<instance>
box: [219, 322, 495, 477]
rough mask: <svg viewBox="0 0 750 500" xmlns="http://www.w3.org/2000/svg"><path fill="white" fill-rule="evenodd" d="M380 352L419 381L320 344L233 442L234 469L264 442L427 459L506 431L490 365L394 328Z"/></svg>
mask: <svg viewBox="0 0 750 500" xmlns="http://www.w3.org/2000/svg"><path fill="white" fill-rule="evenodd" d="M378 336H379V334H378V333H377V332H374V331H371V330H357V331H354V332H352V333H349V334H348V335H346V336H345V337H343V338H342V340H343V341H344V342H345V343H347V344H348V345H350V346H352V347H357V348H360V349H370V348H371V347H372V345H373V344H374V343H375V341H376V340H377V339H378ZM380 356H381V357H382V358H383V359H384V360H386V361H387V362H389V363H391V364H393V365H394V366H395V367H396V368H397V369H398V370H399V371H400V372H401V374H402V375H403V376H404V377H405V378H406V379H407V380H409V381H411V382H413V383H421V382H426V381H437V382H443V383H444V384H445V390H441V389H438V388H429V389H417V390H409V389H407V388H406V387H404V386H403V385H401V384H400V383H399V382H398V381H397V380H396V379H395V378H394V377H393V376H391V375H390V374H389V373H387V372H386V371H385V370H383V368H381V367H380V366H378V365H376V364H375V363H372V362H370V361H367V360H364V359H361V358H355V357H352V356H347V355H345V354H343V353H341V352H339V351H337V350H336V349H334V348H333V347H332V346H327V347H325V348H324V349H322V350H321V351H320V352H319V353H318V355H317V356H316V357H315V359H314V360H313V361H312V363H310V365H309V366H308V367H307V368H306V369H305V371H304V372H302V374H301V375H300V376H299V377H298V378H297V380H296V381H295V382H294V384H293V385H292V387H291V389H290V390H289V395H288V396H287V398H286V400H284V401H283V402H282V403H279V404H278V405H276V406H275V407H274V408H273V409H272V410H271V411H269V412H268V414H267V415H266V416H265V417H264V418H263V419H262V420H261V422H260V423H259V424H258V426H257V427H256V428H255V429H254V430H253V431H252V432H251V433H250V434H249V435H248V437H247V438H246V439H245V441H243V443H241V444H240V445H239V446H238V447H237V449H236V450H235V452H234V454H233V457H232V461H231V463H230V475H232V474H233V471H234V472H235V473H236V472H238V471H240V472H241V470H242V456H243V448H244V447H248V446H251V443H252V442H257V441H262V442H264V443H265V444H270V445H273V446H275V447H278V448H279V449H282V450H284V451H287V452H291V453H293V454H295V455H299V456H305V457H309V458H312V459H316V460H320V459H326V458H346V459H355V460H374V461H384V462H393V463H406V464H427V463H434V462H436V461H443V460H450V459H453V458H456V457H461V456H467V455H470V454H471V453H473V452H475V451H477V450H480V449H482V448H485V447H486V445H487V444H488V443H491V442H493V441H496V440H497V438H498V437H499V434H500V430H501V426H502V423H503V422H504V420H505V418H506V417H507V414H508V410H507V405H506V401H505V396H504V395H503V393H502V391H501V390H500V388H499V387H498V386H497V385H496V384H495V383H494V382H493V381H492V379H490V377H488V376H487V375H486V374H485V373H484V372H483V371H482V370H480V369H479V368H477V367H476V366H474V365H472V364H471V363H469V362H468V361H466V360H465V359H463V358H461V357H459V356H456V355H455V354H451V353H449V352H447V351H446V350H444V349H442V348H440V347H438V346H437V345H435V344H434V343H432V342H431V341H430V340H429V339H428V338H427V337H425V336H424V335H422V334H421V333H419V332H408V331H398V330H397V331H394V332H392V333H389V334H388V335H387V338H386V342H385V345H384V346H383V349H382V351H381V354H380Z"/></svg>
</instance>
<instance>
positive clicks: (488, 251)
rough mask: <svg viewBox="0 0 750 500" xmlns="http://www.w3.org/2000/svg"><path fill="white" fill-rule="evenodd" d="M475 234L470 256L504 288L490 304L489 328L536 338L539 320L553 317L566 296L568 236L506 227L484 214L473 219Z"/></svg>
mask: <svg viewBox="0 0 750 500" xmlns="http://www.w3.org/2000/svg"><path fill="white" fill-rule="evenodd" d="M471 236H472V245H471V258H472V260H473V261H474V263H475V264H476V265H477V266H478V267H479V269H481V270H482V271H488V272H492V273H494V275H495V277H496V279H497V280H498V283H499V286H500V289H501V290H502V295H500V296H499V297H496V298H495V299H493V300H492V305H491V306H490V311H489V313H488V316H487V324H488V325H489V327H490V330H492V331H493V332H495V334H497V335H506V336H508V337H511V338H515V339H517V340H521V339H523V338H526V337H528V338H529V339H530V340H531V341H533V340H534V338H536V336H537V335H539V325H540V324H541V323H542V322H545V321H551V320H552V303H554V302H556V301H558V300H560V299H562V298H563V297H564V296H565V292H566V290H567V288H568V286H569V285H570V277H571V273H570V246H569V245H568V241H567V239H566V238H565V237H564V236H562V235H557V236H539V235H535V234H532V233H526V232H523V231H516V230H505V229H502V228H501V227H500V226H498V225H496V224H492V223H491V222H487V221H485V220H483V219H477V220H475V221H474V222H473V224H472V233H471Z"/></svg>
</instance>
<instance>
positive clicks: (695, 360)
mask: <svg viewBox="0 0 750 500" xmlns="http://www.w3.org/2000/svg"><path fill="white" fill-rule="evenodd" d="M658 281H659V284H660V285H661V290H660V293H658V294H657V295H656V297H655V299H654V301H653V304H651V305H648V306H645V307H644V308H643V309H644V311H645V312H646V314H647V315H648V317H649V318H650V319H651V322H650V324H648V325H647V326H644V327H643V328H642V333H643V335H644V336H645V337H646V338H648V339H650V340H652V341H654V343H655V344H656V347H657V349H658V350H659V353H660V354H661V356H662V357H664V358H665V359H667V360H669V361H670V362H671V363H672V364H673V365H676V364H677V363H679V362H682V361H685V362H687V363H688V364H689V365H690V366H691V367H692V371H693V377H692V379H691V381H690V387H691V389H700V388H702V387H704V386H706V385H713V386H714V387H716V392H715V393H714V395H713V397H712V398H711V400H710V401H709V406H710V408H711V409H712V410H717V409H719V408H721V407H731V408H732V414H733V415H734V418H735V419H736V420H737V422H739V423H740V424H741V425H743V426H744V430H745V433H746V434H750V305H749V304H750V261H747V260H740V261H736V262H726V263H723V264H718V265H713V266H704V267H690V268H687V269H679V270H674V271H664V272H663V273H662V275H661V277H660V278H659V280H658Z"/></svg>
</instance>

_ _ _

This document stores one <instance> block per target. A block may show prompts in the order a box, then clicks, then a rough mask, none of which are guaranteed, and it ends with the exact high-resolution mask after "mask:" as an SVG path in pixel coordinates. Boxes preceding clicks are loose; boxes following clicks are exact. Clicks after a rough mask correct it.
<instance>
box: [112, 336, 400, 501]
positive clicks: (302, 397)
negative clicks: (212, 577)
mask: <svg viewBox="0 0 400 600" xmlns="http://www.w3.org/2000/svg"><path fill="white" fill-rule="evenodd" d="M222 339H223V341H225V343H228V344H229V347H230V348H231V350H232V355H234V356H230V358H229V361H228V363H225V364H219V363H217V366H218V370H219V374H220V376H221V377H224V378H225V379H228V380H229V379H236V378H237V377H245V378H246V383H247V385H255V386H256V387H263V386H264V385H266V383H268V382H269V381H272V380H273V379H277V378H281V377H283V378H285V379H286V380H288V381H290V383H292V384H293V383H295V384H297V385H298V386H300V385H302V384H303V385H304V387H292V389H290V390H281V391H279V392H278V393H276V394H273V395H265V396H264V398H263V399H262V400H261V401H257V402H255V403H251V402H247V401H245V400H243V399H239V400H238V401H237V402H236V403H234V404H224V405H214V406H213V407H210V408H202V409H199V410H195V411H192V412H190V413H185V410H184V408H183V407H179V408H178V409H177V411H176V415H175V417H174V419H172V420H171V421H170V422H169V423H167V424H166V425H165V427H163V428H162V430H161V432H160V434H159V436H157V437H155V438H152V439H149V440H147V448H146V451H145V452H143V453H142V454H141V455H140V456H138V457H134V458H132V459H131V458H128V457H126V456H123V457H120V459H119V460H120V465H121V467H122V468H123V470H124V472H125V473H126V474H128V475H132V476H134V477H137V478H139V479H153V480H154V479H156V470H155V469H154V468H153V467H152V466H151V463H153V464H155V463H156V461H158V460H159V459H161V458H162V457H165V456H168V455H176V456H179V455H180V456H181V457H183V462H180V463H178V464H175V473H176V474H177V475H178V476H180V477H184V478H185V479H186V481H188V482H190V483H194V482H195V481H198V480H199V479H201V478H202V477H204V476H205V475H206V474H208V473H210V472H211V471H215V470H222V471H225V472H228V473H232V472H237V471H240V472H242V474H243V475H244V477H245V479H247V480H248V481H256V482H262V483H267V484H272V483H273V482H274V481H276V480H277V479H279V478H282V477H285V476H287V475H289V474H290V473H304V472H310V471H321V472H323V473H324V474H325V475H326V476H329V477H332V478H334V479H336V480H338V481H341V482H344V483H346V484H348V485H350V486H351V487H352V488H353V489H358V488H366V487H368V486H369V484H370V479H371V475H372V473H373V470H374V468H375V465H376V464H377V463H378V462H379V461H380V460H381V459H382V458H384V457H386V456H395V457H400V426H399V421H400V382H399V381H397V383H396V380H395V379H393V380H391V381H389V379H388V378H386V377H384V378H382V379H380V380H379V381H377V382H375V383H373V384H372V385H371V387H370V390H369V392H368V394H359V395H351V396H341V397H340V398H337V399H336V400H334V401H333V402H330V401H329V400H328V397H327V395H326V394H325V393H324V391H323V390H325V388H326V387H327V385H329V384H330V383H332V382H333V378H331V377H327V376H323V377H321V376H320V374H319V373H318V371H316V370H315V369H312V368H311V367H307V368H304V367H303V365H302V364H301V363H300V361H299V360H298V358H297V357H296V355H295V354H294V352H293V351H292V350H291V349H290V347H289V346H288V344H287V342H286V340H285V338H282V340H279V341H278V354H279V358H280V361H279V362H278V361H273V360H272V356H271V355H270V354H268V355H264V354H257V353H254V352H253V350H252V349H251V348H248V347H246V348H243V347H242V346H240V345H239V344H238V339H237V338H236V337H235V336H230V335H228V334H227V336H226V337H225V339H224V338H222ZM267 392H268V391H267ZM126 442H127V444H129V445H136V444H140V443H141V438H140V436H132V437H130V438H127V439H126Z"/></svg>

_ _ _

Exactly the lines above from the one with "This document stores" to the one with "positive clicks: (302, 397)", both included, are to be quoted; leave the rest out.

◆ Response below
This document stores one <instance> block per target. A block may show prompts in the order a box, then clicks, then a rough mask, none of which are guaranteed, and it ends with the exact high-resolution mask after "mask:" as an SVG path in pixel coordinates. Boxes preceding clicks are loose; boxes following clicks are exact. Clicks after a rough mask correct it.
<instance>
box: [112, 336, 400, 501]
positive clicks: (302, 397)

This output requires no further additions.